ПРИВЕДЁННЫЙ ТЕКСТ >>
================

С одной стороны, в этих идеях, казалось бы, не было ничего особенно революционного. Но, с другой, они принципиально расходились с реалиями советской школы. Поэтому, когда коммунарское движение начало развиваться слишком активно и, по сути, стало альтернативой комсомолу, его не то чтобы убили, а перестали поддерживать.

Но Соловейчик всюду, где мог, говорил об этом. Рассказывал. Объяснял. Увлекал. И когда мы, еще даже не молодые журналисты, а пацаны и девчонки, пытающиеся овладеть профессией, пришли в «Комсомолку», Соловейчик стал идеологом нашего Комбрига.

Мы проводили коммунарские сборы и собственными глазами видели, как работают коммунарские идеи.

Где мы только эти сборы ни проводили! В Москве, в Челябинске – в знаменитой школе Владимира Абрамовича Караковского. Ездили даже в школу для трудновоспитуемых девочек-подростков в Ярославской, по-моему, области: пытались с помощью коммунарских идей воздействовать на юных проституток и убийц.

Сборы длились три дня. И – удивительное дело! – зашоренные советские школьники за три дня преображались! Они, как принято нынче говорить – реально становились другими.

Благодаря чему? В первую очередь, благодаря абсолютно доброжелательной атмосфере сборов. Здесь никто никого не оценивал, и все друг друга слушали. Мнение каждого ребенка учитывалось. Здесь никто не заставлял никого ничего делать.

Вот мы оформляем школу в Челябинске, чтобы она выглядела повеселей. У кого какие идеи? Предлагайте – делайте. Вам нужны помощники? Кто готов помогать?

Одна из главных идей педагогической системы Соловейчика, которая никогда не декларируется, но является основой, фундаментом, сутью – доброжелательность. То есть желание добра всем тем, кто рядом, – будь это твой собственный ребенок, ученик или соратник по коммунарскому сбору.

================

ЗАДАНИЕ >> Воспроизведите без изменений фрагмент текста о коммунарских сборах: всё, начиная со слов «Мы проводили коммунарские» и вниз до слов «никого ничего делать.» включительно.

================

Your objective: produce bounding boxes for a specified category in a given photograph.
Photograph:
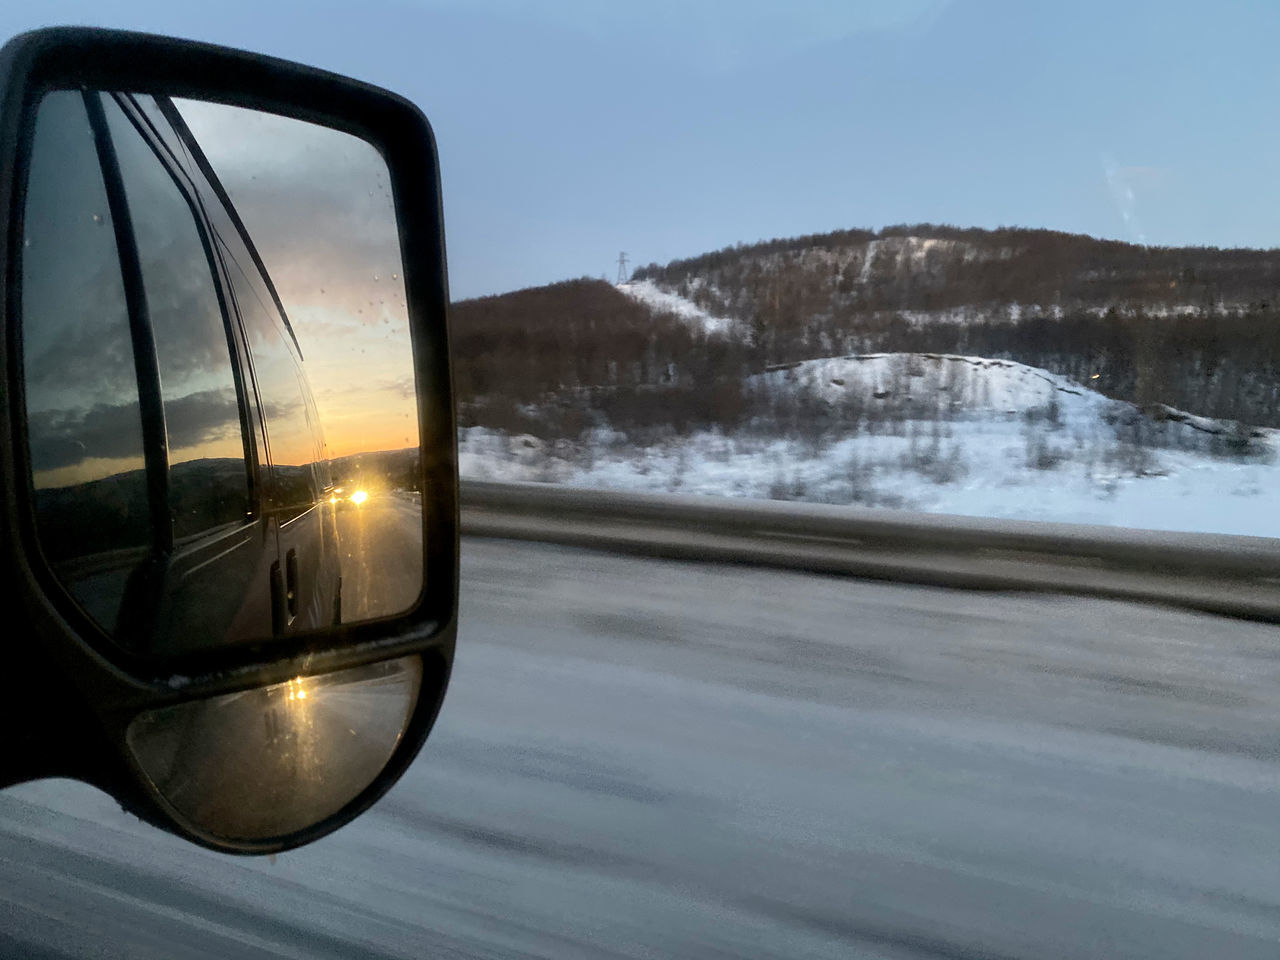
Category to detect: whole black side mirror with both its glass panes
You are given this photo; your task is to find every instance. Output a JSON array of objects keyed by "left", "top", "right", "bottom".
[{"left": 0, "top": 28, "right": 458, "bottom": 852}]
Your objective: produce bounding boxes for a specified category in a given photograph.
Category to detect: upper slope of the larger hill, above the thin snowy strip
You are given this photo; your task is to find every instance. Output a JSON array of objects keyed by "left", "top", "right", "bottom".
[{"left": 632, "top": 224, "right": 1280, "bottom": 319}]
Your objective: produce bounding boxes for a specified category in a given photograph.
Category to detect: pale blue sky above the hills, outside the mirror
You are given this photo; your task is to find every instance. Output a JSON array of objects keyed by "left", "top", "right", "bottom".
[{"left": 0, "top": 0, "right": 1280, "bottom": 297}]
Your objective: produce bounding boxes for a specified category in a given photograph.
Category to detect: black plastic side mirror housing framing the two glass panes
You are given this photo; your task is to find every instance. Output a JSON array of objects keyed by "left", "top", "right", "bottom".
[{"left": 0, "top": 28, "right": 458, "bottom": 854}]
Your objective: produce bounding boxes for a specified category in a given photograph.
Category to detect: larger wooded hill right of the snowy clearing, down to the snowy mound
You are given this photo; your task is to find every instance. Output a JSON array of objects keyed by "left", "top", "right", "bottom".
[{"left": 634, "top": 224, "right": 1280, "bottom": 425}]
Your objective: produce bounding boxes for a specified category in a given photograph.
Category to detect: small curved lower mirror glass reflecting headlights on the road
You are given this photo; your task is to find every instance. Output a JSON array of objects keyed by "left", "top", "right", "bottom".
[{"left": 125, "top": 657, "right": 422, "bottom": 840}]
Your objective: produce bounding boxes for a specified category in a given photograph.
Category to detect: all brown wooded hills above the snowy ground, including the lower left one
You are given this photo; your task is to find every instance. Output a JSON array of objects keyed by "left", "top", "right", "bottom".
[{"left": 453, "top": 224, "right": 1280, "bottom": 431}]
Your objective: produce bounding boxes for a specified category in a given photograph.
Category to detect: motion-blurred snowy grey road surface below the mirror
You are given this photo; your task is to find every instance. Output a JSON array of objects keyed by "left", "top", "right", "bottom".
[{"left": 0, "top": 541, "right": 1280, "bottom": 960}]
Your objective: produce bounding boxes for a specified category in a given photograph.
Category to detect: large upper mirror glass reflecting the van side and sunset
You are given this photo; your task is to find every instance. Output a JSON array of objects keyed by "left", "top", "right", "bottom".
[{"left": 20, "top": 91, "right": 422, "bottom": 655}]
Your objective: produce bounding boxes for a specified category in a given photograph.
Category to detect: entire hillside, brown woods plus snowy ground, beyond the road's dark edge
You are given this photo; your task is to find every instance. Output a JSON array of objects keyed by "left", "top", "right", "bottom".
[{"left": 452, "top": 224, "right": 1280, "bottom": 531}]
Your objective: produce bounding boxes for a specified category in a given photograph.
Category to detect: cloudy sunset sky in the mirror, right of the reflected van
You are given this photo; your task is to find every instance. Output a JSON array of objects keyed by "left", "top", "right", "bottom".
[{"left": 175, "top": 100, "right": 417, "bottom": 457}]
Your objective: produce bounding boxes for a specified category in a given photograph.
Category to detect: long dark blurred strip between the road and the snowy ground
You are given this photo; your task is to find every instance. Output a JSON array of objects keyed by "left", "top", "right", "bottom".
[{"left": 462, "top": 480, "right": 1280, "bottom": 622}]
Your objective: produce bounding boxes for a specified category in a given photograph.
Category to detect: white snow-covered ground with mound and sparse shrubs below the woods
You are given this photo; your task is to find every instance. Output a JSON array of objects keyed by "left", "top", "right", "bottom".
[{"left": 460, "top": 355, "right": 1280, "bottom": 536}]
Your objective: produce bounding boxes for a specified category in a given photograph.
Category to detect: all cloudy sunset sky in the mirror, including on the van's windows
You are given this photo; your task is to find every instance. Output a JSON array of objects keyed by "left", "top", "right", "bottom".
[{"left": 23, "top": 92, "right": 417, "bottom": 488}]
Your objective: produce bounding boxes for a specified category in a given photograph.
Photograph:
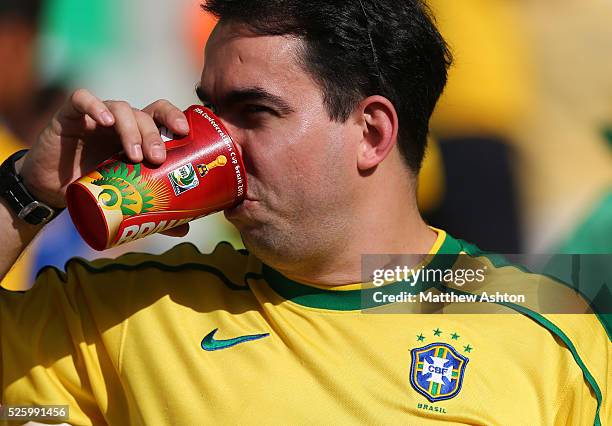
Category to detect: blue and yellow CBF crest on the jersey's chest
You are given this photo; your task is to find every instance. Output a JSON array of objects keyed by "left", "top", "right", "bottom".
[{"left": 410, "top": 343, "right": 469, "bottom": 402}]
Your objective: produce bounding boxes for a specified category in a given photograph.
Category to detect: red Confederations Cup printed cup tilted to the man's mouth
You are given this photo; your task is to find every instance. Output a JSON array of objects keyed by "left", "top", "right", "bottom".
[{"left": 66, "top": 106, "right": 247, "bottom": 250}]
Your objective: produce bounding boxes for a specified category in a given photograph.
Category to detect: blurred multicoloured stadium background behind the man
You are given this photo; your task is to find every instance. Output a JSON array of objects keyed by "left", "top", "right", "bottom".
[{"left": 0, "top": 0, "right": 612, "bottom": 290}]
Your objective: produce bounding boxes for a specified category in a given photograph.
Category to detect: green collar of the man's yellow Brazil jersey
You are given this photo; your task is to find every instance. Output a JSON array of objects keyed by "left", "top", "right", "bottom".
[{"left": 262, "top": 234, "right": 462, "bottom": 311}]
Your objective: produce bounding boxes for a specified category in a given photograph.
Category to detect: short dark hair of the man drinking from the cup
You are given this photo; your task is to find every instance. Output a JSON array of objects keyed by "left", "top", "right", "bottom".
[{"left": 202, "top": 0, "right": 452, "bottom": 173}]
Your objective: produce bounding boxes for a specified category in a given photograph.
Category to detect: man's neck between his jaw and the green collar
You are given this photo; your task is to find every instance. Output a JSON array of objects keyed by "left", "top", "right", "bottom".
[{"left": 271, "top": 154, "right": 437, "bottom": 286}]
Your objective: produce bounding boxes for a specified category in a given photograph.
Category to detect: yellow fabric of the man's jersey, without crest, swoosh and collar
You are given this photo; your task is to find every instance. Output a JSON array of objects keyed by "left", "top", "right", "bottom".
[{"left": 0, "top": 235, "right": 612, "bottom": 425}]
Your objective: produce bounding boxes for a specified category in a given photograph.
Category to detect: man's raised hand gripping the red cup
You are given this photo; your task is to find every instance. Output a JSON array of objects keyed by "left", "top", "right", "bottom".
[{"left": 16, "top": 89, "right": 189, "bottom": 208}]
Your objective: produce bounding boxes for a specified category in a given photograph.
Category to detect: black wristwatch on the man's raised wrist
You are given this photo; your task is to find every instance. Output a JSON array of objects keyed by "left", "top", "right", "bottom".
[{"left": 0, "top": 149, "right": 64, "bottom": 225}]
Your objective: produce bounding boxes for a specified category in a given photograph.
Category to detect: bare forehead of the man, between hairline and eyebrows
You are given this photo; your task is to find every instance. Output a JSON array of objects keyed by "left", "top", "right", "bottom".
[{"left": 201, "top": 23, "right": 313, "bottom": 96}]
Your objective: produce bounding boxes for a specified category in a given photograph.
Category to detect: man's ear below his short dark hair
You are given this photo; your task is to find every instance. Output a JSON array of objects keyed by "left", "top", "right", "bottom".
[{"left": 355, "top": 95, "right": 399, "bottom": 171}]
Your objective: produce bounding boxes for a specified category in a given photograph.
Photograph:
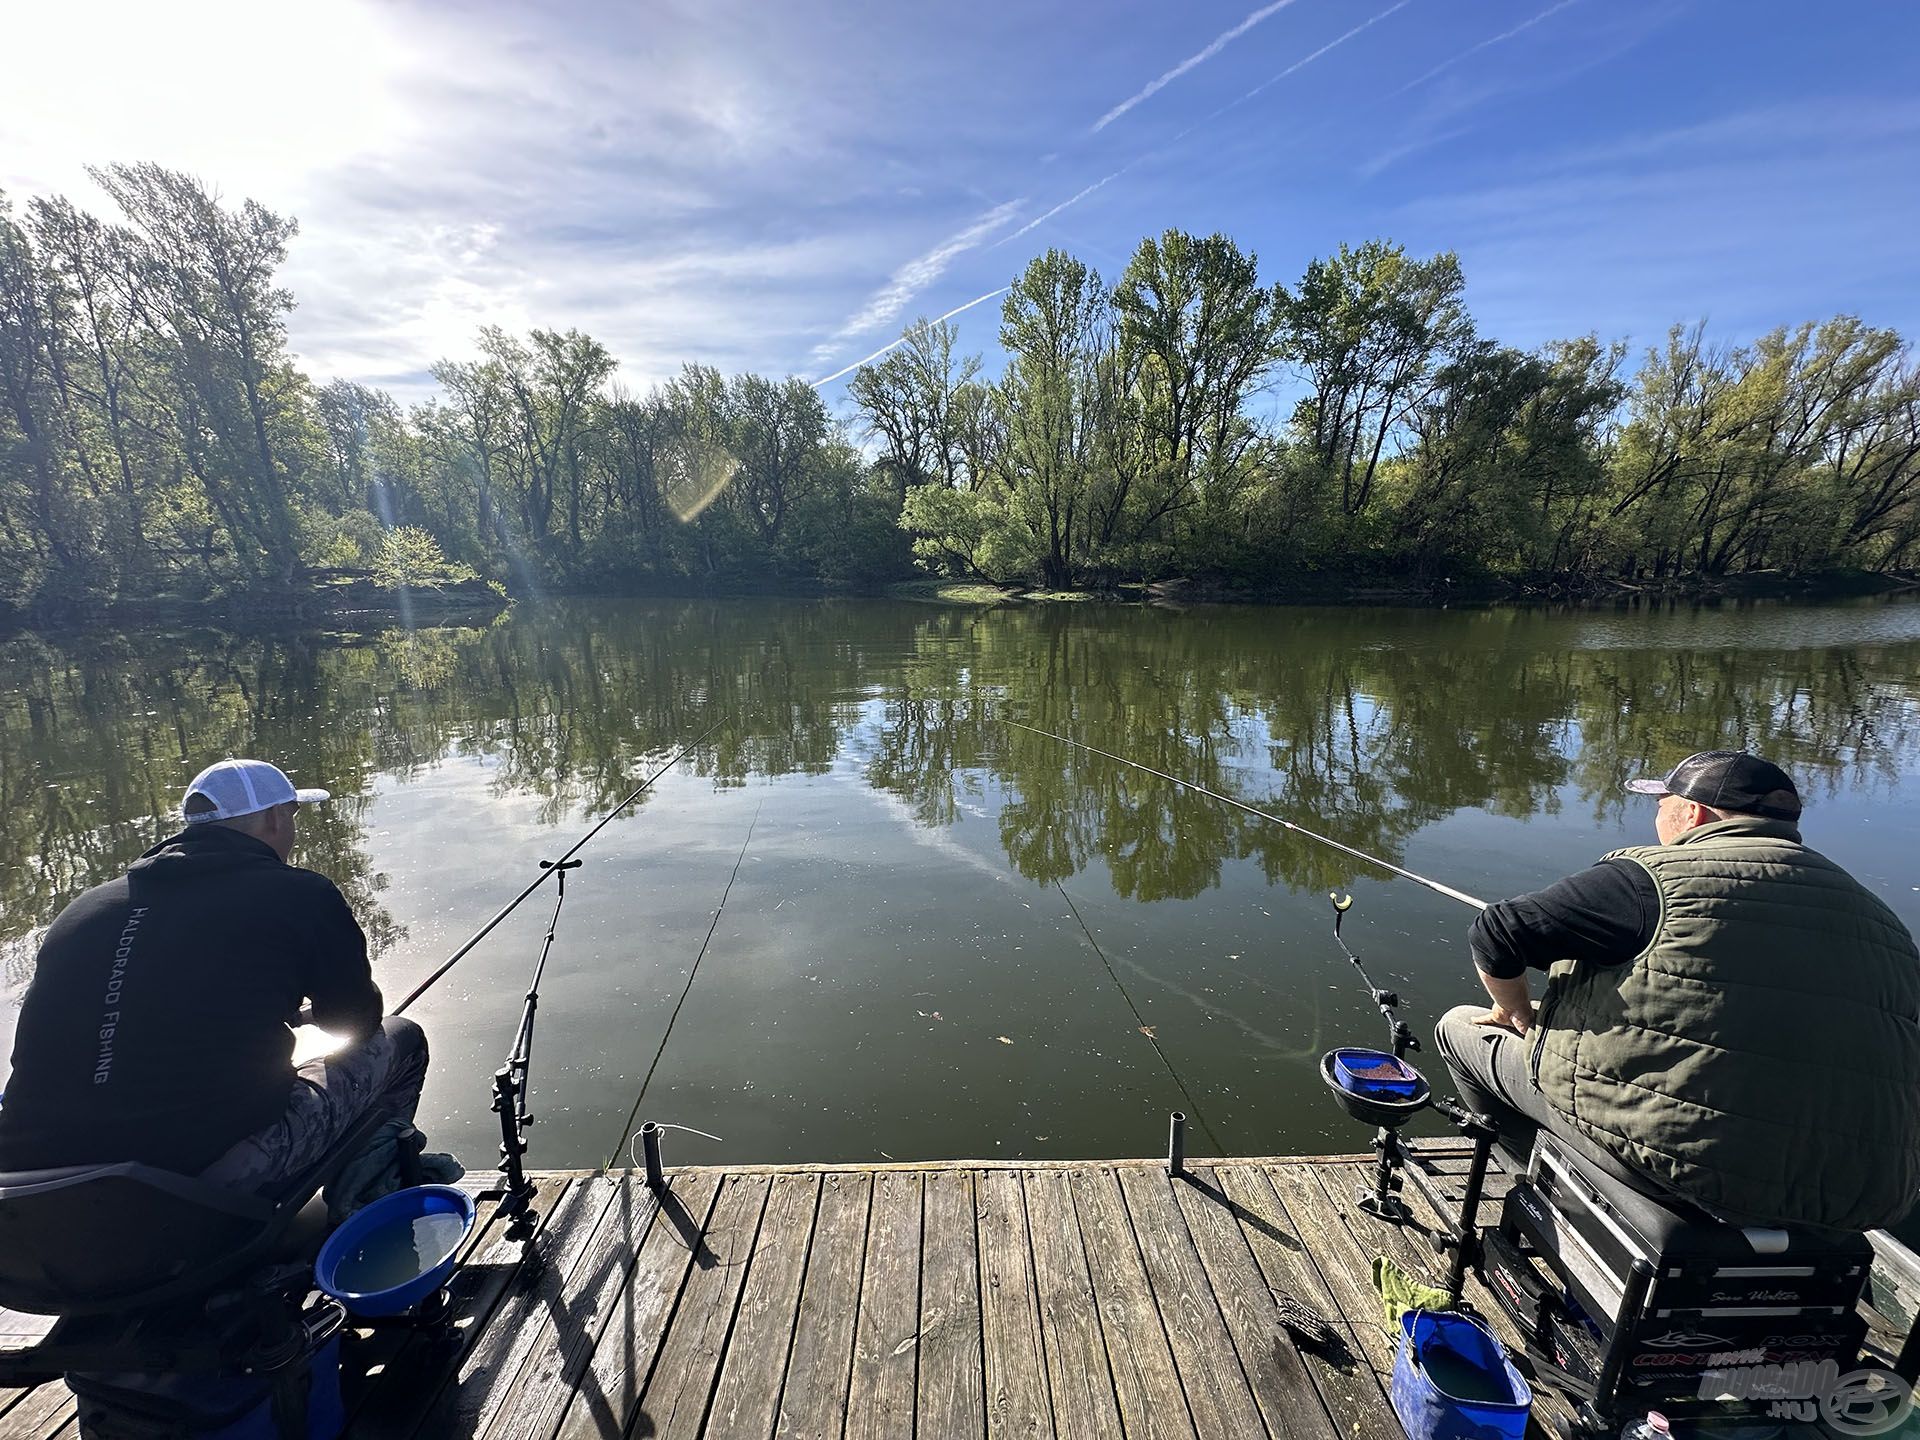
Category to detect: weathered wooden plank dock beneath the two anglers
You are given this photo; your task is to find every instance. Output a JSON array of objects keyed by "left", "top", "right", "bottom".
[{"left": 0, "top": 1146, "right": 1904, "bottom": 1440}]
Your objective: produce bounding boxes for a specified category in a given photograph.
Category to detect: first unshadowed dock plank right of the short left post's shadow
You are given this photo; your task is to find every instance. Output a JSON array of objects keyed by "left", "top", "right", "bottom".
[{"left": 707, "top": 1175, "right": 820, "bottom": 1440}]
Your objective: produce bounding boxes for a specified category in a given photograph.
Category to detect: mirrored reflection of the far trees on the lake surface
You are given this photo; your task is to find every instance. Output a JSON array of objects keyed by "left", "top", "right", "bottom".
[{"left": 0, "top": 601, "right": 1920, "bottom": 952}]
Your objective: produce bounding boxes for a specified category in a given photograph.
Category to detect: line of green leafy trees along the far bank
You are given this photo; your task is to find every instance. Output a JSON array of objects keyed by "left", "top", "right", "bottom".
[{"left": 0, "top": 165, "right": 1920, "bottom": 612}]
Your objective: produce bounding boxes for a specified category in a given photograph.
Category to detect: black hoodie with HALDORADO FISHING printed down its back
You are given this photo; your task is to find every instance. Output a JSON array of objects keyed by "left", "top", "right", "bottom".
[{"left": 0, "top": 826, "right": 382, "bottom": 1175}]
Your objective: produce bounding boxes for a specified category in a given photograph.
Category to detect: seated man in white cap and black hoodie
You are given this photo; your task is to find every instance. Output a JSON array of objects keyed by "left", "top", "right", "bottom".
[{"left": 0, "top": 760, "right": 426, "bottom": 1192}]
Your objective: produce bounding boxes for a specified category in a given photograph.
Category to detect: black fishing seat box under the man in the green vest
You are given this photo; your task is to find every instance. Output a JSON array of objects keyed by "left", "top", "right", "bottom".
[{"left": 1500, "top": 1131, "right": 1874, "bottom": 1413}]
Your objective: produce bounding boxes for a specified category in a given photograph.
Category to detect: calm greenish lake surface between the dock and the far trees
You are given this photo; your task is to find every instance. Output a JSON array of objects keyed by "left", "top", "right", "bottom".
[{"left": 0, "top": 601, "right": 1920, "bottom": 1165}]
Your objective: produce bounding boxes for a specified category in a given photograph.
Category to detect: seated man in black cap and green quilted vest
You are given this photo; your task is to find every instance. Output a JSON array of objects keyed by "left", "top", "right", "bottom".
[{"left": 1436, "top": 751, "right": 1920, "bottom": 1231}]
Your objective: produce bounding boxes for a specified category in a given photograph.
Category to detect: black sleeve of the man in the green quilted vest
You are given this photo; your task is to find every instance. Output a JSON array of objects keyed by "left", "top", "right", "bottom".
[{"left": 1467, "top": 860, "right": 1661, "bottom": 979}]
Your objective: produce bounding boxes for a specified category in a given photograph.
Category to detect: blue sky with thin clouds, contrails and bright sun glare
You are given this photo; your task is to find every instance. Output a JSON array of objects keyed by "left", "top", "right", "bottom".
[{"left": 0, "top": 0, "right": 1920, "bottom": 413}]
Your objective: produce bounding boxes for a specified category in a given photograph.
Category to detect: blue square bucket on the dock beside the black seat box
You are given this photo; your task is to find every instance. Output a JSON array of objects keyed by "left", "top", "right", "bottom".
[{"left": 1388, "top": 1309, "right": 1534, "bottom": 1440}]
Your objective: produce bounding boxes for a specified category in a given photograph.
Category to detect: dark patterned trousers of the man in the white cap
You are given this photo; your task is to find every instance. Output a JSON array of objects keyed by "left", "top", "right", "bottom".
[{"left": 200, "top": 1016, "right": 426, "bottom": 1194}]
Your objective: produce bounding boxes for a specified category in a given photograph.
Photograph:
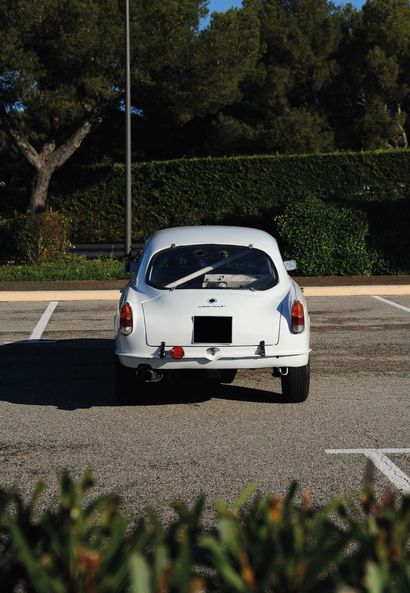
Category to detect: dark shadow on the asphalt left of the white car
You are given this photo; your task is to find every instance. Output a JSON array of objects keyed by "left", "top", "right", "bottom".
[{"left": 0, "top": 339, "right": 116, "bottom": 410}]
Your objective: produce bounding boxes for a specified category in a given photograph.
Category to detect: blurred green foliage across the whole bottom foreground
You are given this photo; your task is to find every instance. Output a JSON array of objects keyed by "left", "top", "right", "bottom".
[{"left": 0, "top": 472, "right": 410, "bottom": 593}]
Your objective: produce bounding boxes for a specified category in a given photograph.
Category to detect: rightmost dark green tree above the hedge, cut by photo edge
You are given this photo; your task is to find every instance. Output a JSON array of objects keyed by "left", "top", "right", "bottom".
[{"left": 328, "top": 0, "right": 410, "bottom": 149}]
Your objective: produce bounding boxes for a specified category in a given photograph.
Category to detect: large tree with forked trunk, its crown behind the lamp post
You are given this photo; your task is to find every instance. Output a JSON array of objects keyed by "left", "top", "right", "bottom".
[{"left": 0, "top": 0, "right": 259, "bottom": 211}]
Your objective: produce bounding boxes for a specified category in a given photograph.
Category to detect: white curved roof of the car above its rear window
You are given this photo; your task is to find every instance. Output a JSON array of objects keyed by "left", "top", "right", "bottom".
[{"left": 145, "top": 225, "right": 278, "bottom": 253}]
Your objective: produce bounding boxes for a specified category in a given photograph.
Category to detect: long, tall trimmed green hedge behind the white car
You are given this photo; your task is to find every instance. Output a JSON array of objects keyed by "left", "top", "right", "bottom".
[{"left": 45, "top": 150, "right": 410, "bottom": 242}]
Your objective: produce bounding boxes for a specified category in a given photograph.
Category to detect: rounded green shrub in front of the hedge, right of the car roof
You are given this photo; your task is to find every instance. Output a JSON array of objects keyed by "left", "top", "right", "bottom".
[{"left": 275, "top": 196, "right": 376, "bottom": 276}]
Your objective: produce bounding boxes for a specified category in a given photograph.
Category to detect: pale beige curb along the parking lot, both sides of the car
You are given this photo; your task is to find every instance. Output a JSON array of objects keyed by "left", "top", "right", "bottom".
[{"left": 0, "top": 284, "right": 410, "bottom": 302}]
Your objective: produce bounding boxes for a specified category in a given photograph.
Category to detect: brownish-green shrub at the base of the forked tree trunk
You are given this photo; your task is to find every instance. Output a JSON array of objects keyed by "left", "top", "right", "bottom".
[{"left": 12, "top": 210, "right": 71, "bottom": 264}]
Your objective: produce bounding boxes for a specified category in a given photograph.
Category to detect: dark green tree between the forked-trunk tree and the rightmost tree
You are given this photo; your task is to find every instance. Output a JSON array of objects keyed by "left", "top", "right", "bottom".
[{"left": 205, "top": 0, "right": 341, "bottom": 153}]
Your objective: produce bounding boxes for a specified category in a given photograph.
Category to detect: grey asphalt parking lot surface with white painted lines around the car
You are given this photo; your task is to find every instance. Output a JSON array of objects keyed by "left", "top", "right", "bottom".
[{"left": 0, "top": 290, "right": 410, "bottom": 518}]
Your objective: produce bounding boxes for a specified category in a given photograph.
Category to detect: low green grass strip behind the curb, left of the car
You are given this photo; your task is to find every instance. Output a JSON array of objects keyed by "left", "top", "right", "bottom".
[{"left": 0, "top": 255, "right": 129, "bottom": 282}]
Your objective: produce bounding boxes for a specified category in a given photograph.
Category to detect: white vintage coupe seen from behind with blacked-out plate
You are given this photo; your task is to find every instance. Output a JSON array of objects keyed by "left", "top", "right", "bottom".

================

РЕШЕНИЕ ЗАДАЧИ >>
Мы проводили коммунарские сборы и собственными глазами видели, как работают коммунарские идеи.

Где мы только эти сборы ни проводили! В Москве, в Челябинске – в знаменитой школе Владимира Абрамовича Караковского. Ездили даже в школу для трудновоспитуемых девочек-подростков в Ярославской, по-моему, области: пытались с помощью коммунарских идей воздействовать на юных проституток и убийц.

Сборы длились три дня. И – удивительное дело! – зашоренные советские школьники за три дня преображались! Они, как принято нынче говорить – реально становились другими.

Благодаря чему? В первую очередь, благодаря абсолютно доброжелательной атмосфере сборов. Здесь никто никого не оценивал, и все друг друга слушали. Мнение каждого ребенка учитывалось. Здесь никто не заставлял никого ничего делать.